■ **SELECTED TEXT**:
House Democrats passed Speaker Nancy Pelosi’s sweeping legislation Thursday to lower the cost of prescription drugs on a largely party line vote. The measure will almost certainly not become law but moves the Democrats a step closer to a longtime goal to negotiate drug prices in Medicare and also helps address voters’ concerns over rising health costs headed into the 2020 election.
The bill passed 230-192 with unanimous Democratic support and has already been declared “dead on arrival” in the Senate. The White House has indicated that President Donald Trump would veto it if it came to his desk. But the measure, which would allow the government to negotiate lower prices for up to 250 prescription drugs in Medicare, will be a key plank in Democratic efforts to maintain control of the House of Representatives in 2020 — the Democratic Congressional Campaign Committee said it planned to target ads to voters in swing districts and those currently held by vulnerable Republicans after the vote.
It is also marker for how Democrats would address rising prescription drug prices if they were to gain control of the White House and Congress, as rising health care costs consistently poll as a top voter concern.

■ **EXTRACTED DATA**:
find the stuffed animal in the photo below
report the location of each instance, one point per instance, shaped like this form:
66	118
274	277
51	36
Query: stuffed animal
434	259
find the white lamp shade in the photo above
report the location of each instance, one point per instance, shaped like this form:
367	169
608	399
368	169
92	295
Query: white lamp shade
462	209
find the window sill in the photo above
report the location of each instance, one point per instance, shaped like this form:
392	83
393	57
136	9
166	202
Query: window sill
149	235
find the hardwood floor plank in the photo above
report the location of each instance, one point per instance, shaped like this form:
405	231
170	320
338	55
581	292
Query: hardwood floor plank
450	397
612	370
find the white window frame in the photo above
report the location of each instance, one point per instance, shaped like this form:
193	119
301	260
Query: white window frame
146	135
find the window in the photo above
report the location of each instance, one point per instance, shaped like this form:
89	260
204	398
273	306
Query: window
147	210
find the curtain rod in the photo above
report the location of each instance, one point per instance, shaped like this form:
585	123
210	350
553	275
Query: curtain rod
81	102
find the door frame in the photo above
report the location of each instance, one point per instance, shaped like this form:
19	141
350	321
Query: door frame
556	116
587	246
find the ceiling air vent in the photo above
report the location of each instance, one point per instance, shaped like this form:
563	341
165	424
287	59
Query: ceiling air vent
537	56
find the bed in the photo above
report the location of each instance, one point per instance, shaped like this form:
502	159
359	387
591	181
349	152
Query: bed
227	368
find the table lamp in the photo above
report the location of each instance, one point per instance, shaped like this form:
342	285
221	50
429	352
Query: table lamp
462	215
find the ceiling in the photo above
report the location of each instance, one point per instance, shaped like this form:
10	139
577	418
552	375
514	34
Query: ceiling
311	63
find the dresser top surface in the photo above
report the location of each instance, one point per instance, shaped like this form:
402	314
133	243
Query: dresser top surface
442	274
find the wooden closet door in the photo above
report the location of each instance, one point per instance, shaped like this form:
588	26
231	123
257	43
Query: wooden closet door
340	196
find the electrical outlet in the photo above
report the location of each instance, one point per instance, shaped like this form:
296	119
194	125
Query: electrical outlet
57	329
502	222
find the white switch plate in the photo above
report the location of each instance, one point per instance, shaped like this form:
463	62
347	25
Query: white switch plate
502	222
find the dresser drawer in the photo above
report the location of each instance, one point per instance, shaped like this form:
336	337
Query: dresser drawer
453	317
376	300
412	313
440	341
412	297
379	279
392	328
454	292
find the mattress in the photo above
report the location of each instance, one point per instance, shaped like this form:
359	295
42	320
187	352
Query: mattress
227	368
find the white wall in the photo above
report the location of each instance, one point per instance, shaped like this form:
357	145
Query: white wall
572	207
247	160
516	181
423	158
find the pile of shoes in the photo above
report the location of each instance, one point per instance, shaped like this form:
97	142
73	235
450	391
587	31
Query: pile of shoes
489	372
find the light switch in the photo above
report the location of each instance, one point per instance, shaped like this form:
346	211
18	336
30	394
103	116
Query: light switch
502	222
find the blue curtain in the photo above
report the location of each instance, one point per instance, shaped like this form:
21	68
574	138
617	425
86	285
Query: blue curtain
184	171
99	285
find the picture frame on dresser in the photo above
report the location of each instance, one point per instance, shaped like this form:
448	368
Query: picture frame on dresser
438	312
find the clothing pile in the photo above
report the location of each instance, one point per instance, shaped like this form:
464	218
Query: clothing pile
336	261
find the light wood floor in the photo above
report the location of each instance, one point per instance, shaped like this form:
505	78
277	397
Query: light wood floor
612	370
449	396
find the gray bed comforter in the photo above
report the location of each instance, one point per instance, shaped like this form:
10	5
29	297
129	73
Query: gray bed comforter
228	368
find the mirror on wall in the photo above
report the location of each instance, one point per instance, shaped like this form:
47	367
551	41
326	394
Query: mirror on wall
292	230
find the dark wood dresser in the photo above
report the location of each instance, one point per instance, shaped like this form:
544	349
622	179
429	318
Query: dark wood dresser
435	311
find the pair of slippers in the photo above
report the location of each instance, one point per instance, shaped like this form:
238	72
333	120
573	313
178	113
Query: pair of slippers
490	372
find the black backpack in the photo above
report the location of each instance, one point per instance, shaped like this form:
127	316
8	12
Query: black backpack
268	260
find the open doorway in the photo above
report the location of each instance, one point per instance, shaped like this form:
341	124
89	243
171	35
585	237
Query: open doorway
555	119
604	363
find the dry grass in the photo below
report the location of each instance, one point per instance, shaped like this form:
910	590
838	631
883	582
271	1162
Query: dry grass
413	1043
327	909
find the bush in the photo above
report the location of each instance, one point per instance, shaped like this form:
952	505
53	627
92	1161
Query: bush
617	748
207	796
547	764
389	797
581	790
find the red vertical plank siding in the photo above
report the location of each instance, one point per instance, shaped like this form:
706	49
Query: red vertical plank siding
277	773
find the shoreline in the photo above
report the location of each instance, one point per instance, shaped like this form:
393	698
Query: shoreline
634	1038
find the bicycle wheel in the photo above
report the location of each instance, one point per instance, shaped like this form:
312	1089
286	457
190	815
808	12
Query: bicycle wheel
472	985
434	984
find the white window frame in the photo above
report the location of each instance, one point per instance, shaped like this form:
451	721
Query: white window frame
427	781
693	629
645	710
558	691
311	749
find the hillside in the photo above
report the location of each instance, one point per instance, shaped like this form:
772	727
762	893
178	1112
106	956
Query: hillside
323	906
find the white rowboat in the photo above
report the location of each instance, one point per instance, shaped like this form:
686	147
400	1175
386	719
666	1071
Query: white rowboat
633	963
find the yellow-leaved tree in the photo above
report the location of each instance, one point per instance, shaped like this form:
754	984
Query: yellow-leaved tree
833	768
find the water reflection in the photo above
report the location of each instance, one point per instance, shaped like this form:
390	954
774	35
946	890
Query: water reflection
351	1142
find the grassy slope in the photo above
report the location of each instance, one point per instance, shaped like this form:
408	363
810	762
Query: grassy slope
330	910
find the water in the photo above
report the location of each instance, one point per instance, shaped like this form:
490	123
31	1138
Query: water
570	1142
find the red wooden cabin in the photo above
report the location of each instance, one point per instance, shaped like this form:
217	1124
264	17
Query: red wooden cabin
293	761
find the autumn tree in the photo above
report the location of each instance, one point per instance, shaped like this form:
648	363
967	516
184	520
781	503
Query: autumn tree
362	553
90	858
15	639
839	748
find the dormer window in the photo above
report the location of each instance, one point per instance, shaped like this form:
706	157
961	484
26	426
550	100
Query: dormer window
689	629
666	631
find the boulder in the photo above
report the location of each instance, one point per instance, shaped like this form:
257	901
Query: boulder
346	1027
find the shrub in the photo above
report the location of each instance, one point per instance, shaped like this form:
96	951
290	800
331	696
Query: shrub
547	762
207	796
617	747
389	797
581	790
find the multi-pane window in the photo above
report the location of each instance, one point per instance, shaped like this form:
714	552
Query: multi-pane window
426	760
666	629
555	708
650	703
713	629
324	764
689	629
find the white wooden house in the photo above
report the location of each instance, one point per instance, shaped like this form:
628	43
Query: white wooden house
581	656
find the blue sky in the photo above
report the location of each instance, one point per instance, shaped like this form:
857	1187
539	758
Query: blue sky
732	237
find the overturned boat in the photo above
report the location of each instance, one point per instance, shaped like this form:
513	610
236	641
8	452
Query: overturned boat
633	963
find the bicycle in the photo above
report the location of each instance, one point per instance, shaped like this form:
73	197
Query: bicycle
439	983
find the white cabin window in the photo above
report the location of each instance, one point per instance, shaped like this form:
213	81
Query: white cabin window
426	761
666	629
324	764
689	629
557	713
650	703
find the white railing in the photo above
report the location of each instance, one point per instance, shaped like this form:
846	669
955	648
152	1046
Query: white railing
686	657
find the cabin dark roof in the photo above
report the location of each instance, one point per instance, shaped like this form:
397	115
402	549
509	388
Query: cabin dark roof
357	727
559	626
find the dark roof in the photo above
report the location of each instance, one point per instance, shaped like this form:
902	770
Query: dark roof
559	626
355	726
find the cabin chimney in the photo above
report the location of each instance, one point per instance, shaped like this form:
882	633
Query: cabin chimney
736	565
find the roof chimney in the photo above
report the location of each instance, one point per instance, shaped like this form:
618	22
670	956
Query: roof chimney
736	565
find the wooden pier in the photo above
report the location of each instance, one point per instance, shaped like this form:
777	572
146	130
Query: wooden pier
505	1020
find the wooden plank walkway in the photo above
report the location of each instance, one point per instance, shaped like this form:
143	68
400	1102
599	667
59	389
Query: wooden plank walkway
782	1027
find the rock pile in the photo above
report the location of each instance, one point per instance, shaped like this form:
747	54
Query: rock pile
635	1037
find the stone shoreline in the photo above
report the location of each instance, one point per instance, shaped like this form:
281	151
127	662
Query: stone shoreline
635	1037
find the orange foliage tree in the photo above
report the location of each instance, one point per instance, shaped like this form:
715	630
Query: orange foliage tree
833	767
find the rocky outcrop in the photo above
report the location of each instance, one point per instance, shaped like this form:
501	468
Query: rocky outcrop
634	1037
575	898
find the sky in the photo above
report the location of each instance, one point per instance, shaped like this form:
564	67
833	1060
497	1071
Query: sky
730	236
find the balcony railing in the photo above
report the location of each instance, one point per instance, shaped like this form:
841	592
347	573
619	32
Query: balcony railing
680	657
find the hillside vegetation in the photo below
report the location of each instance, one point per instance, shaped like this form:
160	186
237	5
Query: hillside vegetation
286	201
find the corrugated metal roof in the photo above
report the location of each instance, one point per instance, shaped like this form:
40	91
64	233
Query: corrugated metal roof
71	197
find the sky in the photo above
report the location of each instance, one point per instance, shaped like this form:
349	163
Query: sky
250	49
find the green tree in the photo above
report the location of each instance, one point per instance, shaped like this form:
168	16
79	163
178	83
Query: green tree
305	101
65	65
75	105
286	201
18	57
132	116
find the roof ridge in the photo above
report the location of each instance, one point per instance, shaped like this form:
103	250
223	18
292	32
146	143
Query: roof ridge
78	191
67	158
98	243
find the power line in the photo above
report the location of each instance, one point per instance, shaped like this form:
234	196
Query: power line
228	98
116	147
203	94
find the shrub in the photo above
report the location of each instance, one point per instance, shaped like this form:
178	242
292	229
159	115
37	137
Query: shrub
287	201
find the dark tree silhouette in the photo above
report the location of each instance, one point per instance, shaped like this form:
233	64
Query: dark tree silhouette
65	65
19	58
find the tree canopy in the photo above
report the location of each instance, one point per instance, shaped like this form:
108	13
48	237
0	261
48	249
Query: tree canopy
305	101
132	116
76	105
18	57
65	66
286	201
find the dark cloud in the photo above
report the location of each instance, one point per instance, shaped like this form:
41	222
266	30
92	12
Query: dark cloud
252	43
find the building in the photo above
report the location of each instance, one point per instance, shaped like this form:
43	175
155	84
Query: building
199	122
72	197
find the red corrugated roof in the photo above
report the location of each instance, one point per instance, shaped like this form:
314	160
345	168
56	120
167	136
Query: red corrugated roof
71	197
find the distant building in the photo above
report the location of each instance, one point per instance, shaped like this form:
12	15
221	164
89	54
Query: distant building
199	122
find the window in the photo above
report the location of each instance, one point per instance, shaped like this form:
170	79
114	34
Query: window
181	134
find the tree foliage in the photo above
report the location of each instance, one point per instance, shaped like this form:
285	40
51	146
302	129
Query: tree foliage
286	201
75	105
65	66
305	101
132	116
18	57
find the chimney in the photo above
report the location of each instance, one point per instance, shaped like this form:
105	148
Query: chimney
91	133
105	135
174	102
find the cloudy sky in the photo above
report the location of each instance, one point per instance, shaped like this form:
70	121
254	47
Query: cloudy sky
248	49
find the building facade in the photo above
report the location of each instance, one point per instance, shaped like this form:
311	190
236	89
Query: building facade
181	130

■ **TRY IT**: Please continue the article about the House vote on the prescription drug pricing bill, starting after its last sentence. The material comes from a separate source.

■ **EXERCISE RESULT**:
The Democrats’ effort, which became broader as it made its way through committees, has spooked the pharmaceutical industry, which is vehemently opposed to the legislation and has said it would stifle innovation. Democrats are also seeking to highlight Trump’s failure to deliver on his own 2016 campaign promise to allow Medicare to “negotiate like crazy.”
A Congressional Budget Office estimate showed the bill, H.R. 3, and called the Elijah Cummings Lower Drug Costs Now Act after the late Democratic congressman, would save the government $456 billion between 2020 and 2029, and would result in eight fewer new drugs coming to market over the next decade. Some Democrats have argued the bill would simply result in fewer “copycat” drugs — that is, similar versions of existing drugs — rather than prevent development of new, innovative drugs, but drug lobbyists argue the worst damage would extend beyond the first decade of the law’s implementation.
“The American people are fed up with paying three, four or 10 times more than people in other countries for the exact same drug,” said Democratic congressman Frank Pallone Jr., chairman of the Energy and Commerce Committee. “I now hope Sen. McConnell will follow through on President Donald Trump’s repeated promises to ‘negotiate like crazy’ and take up this bill. We cannot afford to wait.”
Trump’s advisers had been in discussions with Pelosi’s staff for months over a possible deal, and Trump’s embrace of traditionally Democratic proposals to lower drug prices was a potential wild card in the bill’s fate.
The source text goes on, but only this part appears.